» What the task requires: Take all the material and copy it exactly.

Collected data entries
────────────────
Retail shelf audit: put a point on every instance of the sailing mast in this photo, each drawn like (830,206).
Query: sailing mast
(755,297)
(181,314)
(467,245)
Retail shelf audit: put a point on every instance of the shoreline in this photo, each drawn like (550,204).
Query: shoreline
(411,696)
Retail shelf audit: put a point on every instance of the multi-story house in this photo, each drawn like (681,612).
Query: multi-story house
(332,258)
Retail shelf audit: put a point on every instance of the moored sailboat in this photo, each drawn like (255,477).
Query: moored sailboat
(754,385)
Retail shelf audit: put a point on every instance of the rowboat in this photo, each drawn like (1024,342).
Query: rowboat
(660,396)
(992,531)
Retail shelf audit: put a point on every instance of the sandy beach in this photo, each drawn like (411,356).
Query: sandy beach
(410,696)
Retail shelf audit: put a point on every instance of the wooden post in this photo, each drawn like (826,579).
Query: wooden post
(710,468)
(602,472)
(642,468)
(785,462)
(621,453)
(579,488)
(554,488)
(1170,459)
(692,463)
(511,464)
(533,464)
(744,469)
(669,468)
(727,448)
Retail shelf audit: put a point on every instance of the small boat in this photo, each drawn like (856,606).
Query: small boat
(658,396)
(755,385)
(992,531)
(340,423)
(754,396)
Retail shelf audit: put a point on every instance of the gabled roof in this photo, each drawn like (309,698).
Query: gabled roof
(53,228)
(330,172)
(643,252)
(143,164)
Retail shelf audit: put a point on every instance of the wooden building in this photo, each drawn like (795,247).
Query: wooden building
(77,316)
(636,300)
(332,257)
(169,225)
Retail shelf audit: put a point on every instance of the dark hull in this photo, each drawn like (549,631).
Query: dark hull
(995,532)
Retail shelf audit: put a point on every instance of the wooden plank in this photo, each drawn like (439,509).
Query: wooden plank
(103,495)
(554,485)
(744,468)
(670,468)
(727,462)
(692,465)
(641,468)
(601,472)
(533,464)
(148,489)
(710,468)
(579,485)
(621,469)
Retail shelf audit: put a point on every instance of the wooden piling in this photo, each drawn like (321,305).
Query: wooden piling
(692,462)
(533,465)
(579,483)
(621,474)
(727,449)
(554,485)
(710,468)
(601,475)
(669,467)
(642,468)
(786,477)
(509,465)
────────────────
» Solution for this exercise:
Retail shelf audit: put a point on every instance of the sailing mast in this photo, each drawn like (830,206).
Query: sailing mast
(755,297)
(181,314)
(467,245)
Retail shelf audit: put a point on every instance of the shoreline in this photo, each drawn like (550,204).
Query: shoreline
(411,696)
Retail shelf audit: put a point on every instance of the multi-story house in this photo, each drawn like (681,612).
Query: multi-story house
(332,258)
Retail shelf audit: put a point on every instance of the moored sailboat in this photo, each drawn like (255,477).
Query: moored sailboat
(754,385)
Retail shelf audit: put a point on every instance of the rowboat in this photo, each drawn like (1024,342).
Query: rowboat
(660,396)
(992,531)
Retail shelf audit: put a point on every instance of the sandy beach in this photo, each drawn like (411,356).
Query: sandy beach
(410,696)
Retail shelf audit: put a point on every instance of the wooden post in this photo, each drawn like (826,579).
Query: wooden post
(710,468)
(602,472)
(642,468)
(785,462)
(621,453)
(579,488)
(554,488)
(1170,459)
(692,463)
(511,464)
(533,464)
(744,469)
(669,468)
(727,448)
Retail shelf audit: put a point on every instance of the small boat in this photo, each drawn like (856,606).
Query: small boat
(658,396)
(755,385)
(992,531)
(340,423)
(754,396)
Retail shelf audit: put a point on every instance of the gabled roof in this photo, each drawn like (309,698).
Query: gabled roof
(53,228)
(330,172)
(643,252)
(143,164)
Retail shelf audit: put a point on every instance of the wooden building in this photo, each drawn like (795,247).
Query: wooden building
(77,316)
(636,300)
(332,257)
(169,225)
Retail shelf audit: put a point on every instance of the dark hull in this photo, each drawn like (549,631).
Query: dark hull
(995,532)
Retail shelf audit: put a point on every instance of the wooden plank in this photo, each drawn like (439,509).
Query: wooden plank
(103,495)
(554,485)
(744,468)
(670,468)
(727,462)
(692,465)
(641,468)
(601,472)
(533,464)
(148,489)
(710,468)
(579,485)
(621,469)
Retail shelf audit: put a point on every instance of the wooden piling in this photo, each drawn like (321,305).
Query: wooden piling
(692,462)
(533,465)
(579,483)
(621,474)
(727,449)
(554,485)
(710,468)
(601,475)
(669,467)
(642,468)
(786,477)
(509,465)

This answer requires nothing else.